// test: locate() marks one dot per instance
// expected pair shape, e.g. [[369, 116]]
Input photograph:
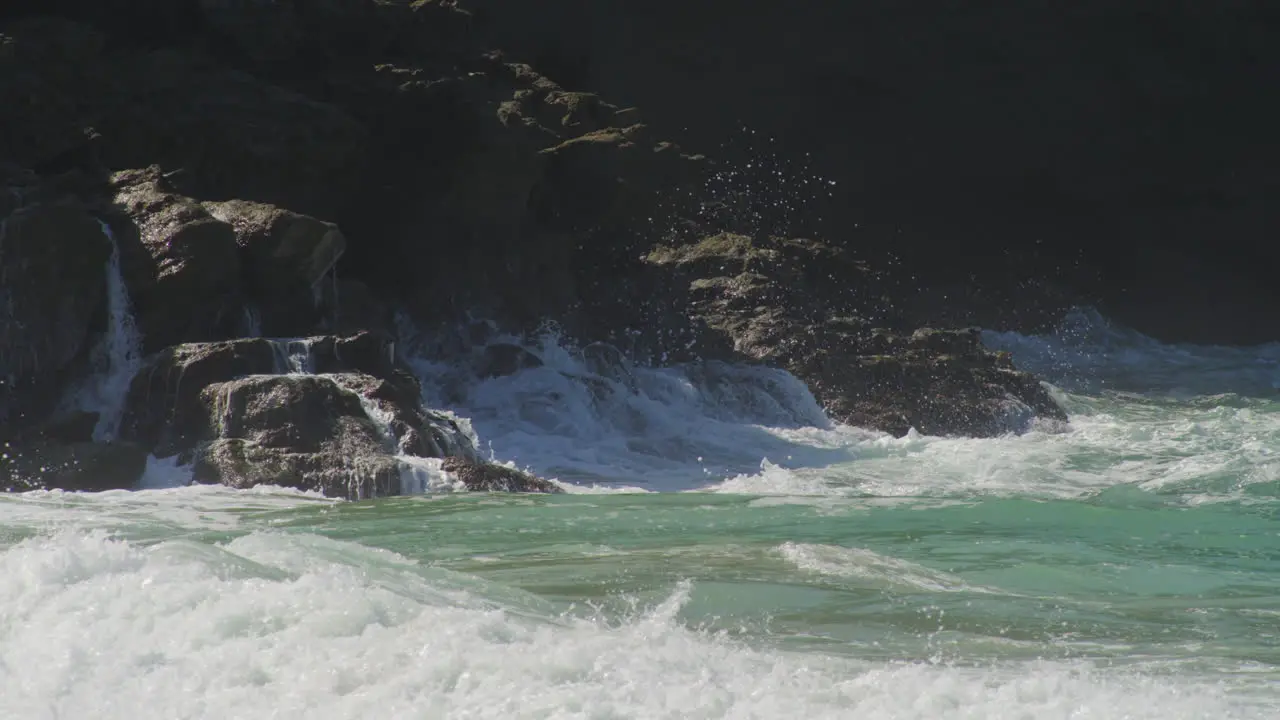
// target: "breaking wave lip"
[[872, 568], [319, 628]]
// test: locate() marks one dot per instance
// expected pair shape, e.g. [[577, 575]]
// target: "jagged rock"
[[286, 256], [164, 409], [488, 477], [296, 431], [337, 434], [247, 417], [53, 285], [188, 282], [502, 359], [72, 465], [805, 306]]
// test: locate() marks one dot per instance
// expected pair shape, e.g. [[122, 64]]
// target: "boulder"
[[324, 413], [164, 408], [295, 431], [284, 256], [53, 288], [489, 477], [186, 288], [810, 309], [337, 434]]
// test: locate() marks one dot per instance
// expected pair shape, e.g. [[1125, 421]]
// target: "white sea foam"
[[758, 431], [301, 627]]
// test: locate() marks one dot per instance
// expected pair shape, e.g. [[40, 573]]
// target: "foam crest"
[[300, 627], [606, 422]]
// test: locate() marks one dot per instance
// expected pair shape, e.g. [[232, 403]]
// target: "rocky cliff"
[[301, 169], [1008, 153]]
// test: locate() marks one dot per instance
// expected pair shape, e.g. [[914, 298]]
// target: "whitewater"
[[725, 551]]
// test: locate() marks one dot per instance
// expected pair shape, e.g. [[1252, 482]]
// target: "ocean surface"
[[725, 551]]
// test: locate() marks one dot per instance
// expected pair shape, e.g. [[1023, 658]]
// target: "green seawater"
[[1125, 566]]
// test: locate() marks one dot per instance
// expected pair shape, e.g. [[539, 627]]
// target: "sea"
[[723, 550]]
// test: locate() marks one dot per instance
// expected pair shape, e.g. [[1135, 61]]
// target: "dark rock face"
[[287, 256], [810, 309], [227, 142], [295, 431], [53, 288], [192, 276], [1014, 156], [241, 411]]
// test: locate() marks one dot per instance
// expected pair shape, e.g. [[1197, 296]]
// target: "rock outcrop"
[[812, 309], [488, 477], [309, 432], [1013, 158], [328, 414], [53, 291], [300, 169]]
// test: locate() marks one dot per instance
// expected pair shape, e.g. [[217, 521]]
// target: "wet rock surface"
[[810, 309], [488, 477], [321, 173]]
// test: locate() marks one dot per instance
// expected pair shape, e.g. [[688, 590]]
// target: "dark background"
[[1120, 153]]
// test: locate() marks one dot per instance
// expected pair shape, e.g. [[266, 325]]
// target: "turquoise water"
[[1124, 566]]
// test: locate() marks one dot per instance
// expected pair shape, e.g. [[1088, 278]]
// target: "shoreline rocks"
[[250, 160]]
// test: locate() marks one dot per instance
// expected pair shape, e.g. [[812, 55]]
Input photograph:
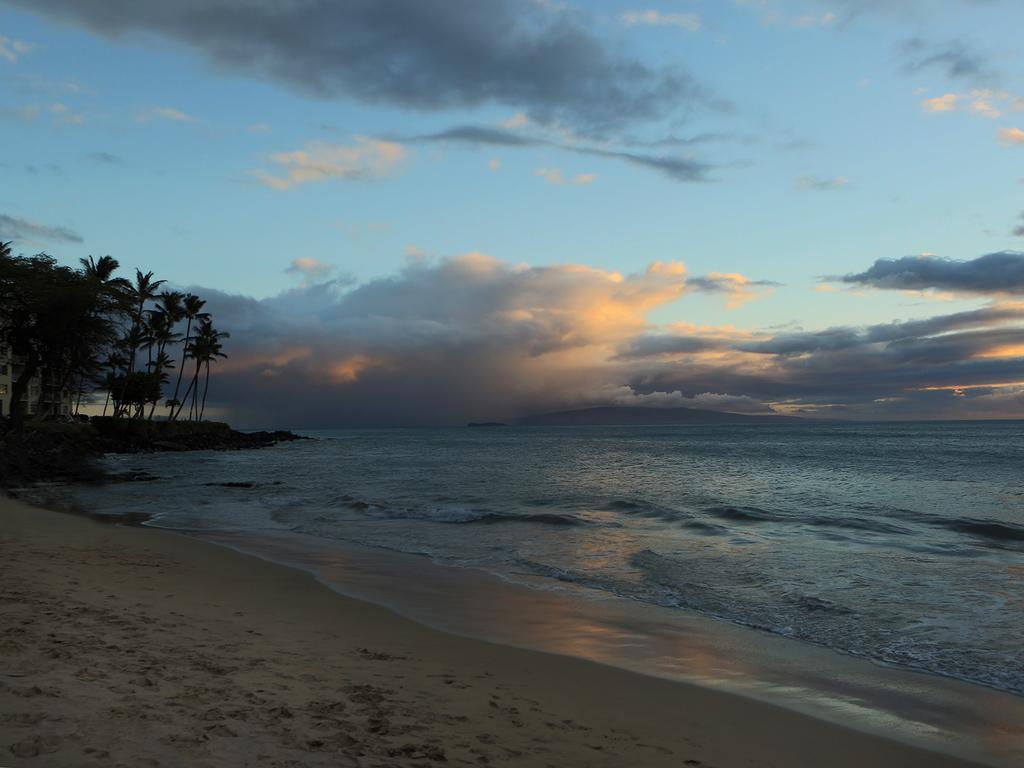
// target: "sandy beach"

....................

▶ **What this task involves**:
Begin with the line that has "e.g. [[40, 573]]" and continue to the last line of the entries, printing each line exactly and nothing else; include both ends and skip the pictures.

▶ **Expected answer**:
// expected pair shape, e.g. [[40, 573]]
// target: "foam crest"
[[300, 627], [606, 422]]
// test: locate() marks one dot per instance
// expected pair shape, e.g. [[232, 403]]
// target: "rocky cliff"
[[301, 169], [1008, 153]]
// test: locate() marks one dot per instance
// expected pair shape, e.g. [[914, 298]]
// target: "whitewater"
[[725, 551]]
// test: locate() marks one dot per instance
// expected pair shape, e.g. [[1252, 482]]
// target: "ocean surface"
[[725, 551]]
// test: locate() marks one dot per instance
// expected pair shape, e.g. [[1023, 658]]
// target: "green seawater"
[[1125, 566]]
// test: locate() marks one dot per instance
// expected pair shape, e.g. [[539, 627]]
// target: "sea"
[[723, 550]]
// test: locate() marks one dot per instance
// expected pair shape, e.g. [[1135, 61]]
// target: "dark rock face"
[[287, 256], [810, 309], [227, 142], [295, 431], [53, 288], [192, 276], [1014, 156], [241, 411]]
// test: locate() marks one dot per instance
// expected pair shape, e.g. [[1197, 296]]
// target: "rock outcrop"
[[812, 309], [488, 477], [309, 432], [1013, 158], [328, 414], [53, 291], [300, 169]]
// test: locate() marks one dot per instance
// expected pair shape, e.g. [[217, 521]]
// target: "wet rock surface"
[[810, 309], [488, 477], [321, 173]]
// test: locate() marks one dot per instance
// expected pair shape, e.g. [[688, 590]]
// target: "dark background"
[[1120, 153]]
// test: locate() marks one dot per instance
// expected pair shape, e.g. [[266, 325]]
// target: "turquoise water"
[[1124, 566]]
// test: locate() marks one dot per instance
// expected pair shape, e.g. [[1088, 278]]
// target: "shoreline rocks"
[[250, 160]]
// test: locate() marks one dot per instance
// expected pair shape, e.g. [[812, 55]]
Input photograph:
// target: "sandy beach"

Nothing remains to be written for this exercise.